● OBJECTIVE
Can you render the material below as a JSON list of strings, one string per line with blank lines left out, starting with the line that contains "Place one marker on every instance of the crowd in" and going on through the line that contains "pixel 557 342"? Include both of those lines and nothing outside that span.

[Excerpt from a data file]
--- START ---

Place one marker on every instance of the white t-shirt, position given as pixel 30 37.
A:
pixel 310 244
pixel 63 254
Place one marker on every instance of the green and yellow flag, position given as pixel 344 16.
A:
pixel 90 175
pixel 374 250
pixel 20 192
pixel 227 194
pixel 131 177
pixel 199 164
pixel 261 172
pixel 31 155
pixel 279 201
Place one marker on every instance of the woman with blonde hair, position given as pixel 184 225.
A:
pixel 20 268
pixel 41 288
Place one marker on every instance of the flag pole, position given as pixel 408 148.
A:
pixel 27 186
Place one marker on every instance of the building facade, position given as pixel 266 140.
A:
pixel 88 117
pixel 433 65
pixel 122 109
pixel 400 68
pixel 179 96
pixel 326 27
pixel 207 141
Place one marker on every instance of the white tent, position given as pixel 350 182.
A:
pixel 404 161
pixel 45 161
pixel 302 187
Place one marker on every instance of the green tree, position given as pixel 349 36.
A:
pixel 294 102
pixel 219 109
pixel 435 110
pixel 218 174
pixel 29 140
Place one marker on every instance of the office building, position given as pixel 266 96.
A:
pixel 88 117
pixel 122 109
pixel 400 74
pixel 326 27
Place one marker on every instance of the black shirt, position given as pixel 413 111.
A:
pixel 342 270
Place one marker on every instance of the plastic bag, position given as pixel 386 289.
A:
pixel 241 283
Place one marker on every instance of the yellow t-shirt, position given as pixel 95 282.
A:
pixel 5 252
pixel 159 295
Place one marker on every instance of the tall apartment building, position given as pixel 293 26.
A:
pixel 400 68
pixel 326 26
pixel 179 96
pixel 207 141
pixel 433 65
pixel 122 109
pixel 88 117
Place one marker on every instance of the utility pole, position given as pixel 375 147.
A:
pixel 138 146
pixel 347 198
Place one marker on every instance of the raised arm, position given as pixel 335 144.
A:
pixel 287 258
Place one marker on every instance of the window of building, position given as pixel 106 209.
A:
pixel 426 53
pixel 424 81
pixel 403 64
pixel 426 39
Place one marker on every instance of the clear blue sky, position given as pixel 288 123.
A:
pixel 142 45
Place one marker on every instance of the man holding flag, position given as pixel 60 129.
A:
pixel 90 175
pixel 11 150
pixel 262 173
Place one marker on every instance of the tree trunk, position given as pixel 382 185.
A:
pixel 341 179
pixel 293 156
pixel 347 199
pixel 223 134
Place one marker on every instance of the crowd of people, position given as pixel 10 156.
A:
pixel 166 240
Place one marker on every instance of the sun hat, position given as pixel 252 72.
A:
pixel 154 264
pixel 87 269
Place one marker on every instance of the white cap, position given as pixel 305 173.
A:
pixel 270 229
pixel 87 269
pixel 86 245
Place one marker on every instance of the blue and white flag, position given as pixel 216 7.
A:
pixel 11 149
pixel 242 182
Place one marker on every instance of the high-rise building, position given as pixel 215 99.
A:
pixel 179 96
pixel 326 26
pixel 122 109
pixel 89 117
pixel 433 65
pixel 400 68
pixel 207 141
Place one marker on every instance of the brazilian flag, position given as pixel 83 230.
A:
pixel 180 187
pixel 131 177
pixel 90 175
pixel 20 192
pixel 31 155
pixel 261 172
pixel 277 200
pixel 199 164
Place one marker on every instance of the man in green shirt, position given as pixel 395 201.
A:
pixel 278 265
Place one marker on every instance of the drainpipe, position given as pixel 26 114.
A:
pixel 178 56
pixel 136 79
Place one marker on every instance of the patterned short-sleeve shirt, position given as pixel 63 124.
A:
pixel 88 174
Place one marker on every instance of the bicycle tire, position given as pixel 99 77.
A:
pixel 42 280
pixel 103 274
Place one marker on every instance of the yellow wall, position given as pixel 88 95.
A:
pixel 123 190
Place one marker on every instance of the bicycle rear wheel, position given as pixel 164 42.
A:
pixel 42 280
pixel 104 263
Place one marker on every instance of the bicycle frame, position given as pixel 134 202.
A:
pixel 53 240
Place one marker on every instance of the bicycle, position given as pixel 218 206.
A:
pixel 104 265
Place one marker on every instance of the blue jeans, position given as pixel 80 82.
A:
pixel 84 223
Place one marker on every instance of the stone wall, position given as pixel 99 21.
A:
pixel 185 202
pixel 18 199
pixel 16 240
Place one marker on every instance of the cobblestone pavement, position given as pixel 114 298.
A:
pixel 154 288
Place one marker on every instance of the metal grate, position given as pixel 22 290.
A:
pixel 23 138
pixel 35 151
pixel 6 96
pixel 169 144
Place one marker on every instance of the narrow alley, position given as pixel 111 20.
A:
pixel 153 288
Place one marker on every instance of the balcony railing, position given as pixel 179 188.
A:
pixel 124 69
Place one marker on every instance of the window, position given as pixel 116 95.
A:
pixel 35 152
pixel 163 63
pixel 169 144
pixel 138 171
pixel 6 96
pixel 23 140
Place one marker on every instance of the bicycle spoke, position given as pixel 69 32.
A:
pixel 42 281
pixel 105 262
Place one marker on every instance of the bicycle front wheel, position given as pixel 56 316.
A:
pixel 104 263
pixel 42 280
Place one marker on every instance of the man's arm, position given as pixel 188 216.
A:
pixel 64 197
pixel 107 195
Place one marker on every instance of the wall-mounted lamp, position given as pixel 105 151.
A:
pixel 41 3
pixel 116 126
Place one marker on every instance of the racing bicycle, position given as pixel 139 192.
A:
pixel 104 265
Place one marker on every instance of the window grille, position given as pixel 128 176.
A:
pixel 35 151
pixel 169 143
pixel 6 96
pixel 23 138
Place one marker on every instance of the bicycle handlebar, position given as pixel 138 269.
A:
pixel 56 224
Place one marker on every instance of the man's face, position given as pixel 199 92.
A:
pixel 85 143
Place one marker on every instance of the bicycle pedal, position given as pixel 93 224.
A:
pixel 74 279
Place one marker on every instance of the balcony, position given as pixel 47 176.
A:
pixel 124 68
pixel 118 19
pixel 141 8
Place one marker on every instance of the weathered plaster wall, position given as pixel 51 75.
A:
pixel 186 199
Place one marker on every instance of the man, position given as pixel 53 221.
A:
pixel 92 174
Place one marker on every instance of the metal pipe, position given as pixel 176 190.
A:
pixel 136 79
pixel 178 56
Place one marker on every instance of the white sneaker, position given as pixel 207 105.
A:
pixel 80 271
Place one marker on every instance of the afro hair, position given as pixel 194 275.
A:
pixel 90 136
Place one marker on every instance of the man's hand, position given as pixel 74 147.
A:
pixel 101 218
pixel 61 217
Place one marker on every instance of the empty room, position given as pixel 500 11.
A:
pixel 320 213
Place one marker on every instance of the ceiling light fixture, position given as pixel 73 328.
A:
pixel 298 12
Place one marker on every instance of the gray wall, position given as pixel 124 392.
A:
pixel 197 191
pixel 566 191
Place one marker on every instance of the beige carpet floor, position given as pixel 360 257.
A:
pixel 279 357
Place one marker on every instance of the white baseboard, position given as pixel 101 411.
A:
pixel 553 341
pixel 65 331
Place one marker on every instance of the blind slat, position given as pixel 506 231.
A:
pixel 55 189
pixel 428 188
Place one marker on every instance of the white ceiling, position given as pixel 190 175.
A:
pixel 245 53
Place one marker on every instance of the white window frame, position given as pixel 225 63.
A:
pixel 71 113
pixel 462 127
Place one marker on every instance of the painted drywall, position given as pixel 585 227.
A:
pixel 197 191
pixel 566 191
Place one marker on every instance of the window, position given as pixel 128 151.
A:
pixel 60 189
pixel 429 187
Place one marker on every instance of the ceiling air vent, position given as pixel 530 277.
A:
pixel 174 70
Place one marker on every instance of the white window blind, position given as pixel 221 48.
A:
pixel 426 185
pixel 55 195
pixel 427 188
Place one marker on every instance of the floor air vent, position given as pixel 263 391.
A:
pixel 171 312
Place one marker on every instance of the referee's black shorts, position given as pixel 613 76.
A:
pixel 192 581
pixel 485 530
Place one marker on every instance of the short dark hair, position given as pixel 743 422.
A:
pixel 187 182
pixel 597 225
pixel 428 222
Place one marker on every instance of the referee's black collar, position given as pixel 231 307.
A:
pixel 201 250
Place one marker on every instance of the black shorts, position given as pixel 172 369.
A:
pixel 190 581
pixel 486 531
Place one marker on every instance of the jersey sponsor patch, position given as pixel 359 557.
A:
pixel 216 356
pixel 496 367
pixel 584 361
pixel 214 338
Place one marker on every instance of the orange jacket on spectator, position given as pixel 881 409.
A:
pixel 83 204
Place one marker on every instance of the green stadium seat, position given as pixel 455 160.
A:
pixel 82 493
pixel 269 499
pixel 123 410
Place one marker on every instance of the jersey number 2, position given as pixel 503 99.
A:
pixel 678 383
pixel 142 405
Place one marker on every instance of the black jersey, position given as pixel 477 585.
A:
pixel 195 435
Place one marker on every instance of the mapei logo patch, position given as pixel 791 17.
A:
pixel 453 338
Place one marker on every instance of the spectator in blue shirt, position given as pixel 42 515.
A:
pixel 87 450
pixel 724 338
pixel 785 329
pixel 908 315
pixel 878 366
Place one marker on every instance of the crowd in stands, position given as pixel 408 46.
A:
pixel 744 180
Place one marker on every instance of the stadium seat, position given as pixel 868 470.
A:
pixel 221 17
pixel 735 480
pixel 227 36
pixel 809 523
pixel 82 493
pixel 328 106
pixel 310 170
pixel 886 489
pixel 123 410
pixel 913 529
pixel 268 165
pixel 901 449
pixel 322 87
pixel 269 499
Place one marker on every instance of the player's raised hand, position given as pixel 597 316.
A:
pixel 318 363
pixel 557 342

--- END ---
--- START ---

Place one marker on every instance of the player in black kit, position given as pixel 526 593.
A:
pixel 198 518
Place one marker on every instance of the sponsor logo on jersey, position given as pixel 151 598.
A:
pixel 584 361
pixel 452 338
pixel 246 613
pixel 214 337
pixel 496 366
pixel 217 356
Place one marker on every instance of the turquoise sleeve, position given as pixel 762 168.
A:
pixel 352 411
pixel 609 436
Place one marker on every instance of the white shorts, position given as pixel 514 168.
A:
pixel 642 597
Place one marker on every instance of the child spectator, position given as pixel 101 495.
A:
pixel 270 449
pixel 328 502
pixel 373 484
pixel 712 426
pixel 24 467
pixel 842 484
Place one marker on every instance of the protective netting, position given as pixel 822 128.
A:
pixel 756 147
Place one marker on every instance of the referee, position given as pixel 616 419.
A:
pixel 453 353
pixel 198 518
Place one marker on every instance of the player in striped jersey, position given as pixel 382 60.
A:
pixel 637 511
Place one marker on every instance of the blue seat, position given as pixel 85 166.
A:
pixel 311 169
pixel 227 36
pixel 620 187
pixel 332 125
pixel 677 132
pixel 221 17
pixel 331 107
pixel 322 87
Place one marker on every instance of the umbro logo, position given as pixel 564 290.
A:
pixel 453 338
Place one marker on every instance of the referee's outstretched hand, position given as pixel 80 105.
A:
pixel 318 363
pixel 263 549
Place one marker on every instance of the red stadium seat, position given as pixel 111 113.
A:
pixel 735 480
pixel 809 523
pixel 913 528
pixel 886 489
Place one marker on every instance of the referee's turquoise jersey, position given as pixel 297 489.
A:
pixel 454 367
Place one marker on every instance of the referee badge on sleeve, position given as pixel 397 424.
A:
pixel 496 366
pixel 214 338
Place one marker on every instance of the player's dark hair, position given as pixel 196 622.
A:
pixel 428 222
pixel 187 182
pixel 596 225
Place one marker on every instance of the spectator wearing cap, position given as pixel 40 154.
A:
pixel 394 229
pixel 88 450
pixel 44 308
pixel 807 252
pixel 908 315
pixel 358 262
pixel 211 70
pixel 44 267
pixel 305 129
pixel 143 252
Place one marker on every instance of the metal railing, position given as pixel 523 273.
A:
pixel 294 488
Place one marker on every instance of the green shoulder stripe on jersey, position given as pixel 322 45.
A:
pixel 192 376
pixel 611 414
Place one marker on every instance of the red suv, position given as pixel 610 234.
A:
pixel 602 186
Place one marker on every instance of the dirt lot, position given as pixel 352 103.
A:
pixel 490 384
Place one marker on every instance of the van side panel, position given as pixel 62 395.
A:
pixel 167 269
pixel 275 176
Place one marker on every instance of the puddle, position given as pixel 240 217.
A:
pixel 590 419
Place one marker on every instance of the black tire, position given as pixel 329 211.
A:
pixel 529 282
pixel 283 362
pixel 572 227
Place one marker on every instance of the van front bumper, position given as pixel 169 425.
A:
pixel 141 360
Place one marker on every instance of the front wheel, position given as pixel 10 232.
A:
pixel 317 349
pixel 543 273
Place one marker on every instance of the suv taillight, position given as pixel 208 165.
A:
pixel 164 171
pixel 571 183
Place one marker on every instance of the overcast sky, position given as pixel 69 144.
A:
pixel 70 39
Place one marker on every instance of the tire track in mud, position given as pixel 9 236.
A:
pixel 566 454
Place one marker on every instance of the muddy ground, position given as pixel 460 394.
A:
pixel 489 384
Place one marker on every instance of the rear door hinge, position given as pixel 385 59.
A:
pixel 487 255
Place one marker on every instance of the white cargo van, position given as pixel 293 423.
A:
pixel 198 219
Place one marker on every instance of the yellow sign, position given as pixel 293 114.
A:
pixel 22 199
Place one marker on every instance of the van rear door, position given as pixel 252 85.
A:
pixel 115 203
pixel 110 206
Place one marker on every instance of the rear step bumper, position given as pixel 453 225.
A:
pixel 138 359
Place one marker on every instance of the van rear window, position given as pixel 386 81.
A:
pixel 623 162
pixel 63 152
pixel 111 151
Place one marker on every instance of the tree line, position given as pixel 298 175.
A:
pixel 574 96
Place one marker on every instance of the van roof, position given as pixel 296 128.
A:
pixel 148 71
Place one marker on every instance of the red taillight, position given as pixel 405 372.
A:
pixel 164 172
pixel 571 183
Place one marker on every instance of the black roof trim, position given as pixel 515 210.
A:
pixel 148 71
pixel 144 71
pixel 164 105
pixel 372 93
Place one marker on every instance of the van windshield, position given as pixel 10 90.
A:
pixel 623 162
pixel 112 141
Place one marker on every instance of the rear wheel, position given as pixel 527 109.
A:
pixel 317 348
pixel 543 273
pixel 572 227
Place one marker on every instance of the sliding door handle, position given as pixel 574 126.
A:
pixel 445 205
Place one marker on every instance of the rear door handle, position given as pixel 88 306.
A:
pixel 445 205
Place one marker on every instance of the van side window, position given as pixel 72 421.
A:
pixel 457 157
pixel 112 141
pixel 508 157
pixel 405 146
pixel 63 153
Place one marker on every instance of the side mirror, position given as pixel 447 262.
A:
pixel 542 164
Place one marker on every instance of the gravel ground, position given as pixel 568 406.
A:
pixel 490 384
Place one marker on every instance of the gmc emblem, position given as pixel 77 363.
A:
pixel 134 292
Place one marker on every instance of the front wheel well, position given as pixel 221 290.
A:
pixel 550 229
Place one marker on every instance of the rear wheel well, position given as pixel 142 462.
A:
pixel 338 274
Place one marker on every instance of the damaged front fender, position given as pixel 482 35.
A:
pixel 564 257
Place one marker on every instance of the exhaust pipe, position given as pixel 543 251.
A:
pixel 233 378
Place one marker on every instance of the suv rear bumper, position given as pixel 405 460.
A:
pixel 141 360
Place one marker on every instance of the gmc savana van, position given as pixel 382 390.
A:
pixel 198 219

--- END ---

● SOLVED PROBLEM
[
  "Place one marker on every instance of the crowd in stands, position given as pixel 408 46.",
  "A:",
  "pixel 744 180",
  "Place one marker on every instance of the stadium seat, position given as pixel 868 470.",
  "A:",
  "pixel 221 17",
  "pixel 735 480",
  "pixel 227 36",
  "pixel 809 523",
  "pixel 82 493",
  "pixel 328 106",
  "pixel 310 170",
  "pixel 886 489",
  "pixel 123 410",
  "pixel 913 529",
  "pixel 268 165",
  "pixel 901 449",
  "pixel 322 87",
  "pixel 269 499",
  "Place one marker on every instance of the player's raised hand, position given as pixel 597 316.",
  "A:",
  "pixel 318 363",
  "pixel 557 342"
]